■ Requirements
Output all of the entries below precisely as written.

■ Available data
◆ ◆ ◆ ◆
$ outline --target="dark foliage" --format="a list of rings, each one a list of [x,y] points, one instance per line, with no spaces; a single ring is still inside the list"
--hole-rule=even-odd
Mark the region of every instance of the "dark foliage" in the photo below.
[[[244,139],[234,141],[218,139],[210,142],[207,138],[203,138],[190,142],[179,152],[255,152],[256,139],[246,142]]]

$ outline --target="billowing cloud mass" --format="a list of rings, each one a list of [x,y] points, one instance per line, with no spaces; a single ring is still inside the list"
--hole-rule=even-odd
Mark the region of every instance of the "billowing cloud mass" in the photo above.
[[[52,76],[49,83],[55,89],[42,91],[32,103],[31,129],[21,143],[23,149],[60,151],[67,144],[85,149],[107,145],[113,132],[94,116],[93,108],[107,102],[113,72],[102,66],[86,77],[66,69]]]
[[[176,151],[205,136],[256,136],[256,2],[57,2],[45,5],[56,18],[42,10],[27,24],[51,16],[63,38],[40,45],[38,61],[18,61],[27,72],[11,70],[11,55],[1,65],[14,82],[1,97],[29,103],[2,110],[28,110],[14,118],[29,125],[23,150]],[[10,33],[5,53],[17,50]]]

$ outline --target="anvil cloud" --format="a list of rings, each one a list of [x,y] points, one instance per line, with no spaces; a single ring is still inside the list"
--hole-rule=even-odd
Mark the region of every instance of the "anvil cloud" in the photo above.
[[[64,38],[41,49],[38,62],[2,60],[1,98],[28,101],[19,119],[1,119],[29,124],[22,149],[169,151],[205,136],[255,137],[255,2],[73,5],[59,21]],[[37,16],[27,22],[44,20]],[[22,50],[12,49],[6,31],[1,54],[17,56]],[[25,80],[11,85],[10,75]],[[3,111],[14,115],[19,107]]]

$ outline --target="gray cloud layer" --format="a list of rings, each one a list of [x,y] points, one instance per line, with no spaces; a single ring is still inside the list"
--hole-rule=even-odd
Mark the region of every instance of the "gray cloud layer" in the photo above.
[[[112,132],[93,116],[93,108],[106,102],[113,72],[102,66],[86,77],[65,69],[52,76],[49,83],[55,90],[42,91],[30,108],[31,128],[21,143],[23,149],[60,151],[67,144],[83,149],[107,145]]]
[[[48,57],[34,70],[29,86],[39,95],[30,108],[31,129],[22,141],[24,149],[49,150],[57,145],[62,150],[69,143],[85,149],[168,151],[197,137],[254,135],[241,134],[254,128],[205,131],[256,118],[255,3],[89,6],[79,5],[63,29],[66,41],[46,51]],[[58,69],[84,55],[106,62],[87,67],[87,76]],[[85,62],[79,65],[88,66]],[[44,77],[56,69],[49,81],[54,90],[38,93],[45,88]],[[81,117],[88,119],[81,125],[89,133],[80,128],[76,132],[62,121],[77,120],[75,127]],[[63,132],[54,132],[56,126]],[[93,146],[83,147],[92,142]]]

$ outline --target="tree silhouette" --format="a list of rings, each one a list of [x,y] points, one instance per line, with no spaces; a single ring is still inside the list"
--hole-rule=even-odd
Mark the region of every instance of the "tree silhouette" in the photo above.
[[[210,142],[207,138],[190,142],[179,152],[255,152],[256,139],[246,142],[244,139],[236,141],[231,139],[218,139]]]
◆ ◆ ◆ ◆
■ Reply to the task
$ outline --target="dark foliage" --format="a list of rings, each one a list of [x,y] points, one instance per line, with no spaces; a single ring is still inside the list"
--hole-rule=even-odd
Mark the region of every instance of the "dark foliage" in the photo below.
[[[244,139],[234,141],[218,139],[210,142],[207,138],[203,138],[190,142],[179,152],[255,152],[256,139],[246,142]]]

$ outline --target="billowing cloud mass" --format="a list of rings, each one a list of [x,y] points, one instance per line, with no spaces; a single ring is still inside the list"
--hole-rule=even-odd
Mark the region of every instance of the "billowing cloud mass" in the photo above.
[[[52,76],[49,83],[55,89],[42,91],[32,103],[31,129],[21,143],[23,149],[60,151],[67,144],[85,149],[107,145],[113,132],[94,116],[93,108],[107,102],[113,72],[102,66],[86,77],[66,69]]]
[[[176,151],[205,136],[256,136],[256,2],[57,2],[45,5],[56,18],[42,10],[27,24],[51,16],[63,38],[40,45],[38,61],[18,61],[27,72],[11,70],[11,55],[1,65],[14,82],[1,97],[29,103],[2,110],[28,110],[14,118],[29,125],[23,150]],[[10,33],[5,53],[17,50]]]

$ outline --target="anvil cloud" --format="a list of rings, each one a list of [x,y] points, one instance per line, with no spaces; a single ring is still inside the list"
--hole-rule=even-odd
Mark the region of every instance of the "anvil cloud" in the photo above.
[[[64,38],[41,49],[38,62],[2,60],[1,98],[28,101],[19,119],[1,119],[29,124],[22,149],[169,151],[205,136],[255,137],[255,2],[73,5],[59,21]],[[37,16],[27,22],[44,20]],[[22,50],[12,49],[6,31],[1,54],[17,56]],[[25,80],[11,85],[10,75]],[[3,111],[14,115],[19,107]]]

$ outline --target="gray cloud layer" --format="a list of rings, each one a list of [x,y] points, one instance per line, with no spaces; a single ring is still inside the list"
--hole-rule=even-odd
Mark the region of every instance of the "gray cloud layer" in the photo above.
[[[112,132],[93,116],[93,108],[106,102],[113,72],[102,66],[86,77],[65,69],[52,76],[49,83],[55,90],[42,91],[30,108],[31,128],[21,143],[23,149],[60,151],[67,144],[83,149],[107,145]]]
[[[48,57],[34,70],[29,86],[39,95],[30,108],[31,129],[22,141],[24,149],[49,150],[57,145],[62,150],[69,143],[85,149],[168,151],[197,137],[254,135],[241,134],[254,128],[205,131],[256,118],[255,3],[89,6],[79,5],[63,29],[66,41],[46,51]],[[58,69],[84,55],[106,62],[87,67],[87,76]],[[85,62],[79,65],[88,66]],[[44,77],[56,69],[49,81],[54,90],[38,93],[45,88]],[[81,117],[88,119],[81,125],[89,133],[80,128],[76,132],[62,121],[77,120],[75,127]],[[63,132],[54,132],[56,126]],[[93,146],[83,147],[92,142]]]

$ outline --target="tree silhouette" --format="a list of rings, each one a list of [x,y] points, one instance per line, with no spaces; a single ring is still inside the list"
--hole-rule=even-odd
Mark the region of every instance of the "tree silhouette" in the photo above.
[[[210,142],[207,138],[190,142],[179,152],[255,152],[256,139],[246,142],[244,139],[236,141],[231,139],[218,139]]]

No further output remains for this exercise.